What this task involves
Pull every line of the listing below out word for word, omitting the pictures.

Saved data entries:
>> Begin
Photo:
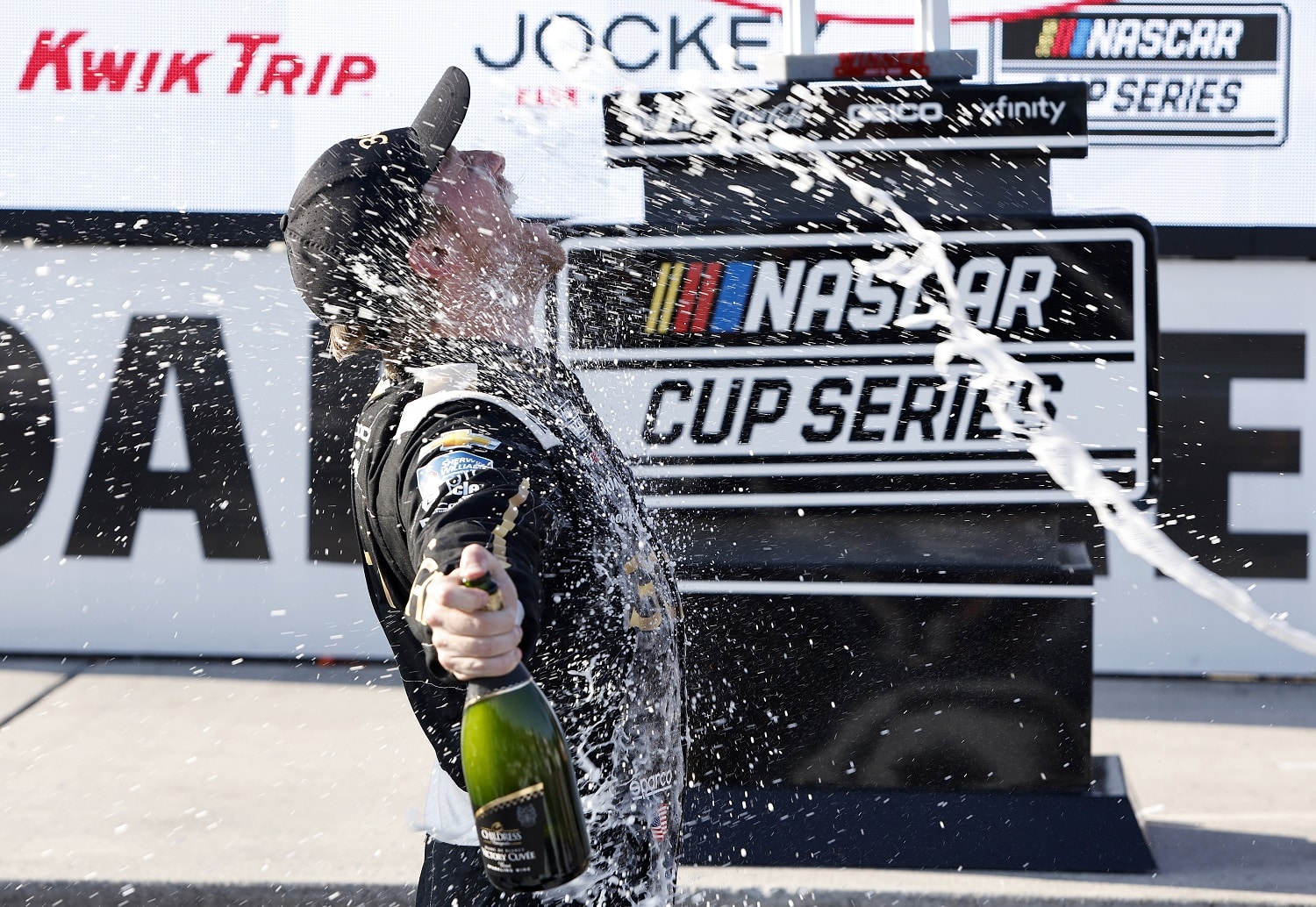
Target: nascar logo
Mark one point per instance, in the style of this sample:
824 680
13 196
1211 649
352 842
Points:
>> End
Task answer
Photo:
Target: nascar logo
Mark one point per instance, in the style of this sample:
824 680
13 196
1211 649
352 842
Points:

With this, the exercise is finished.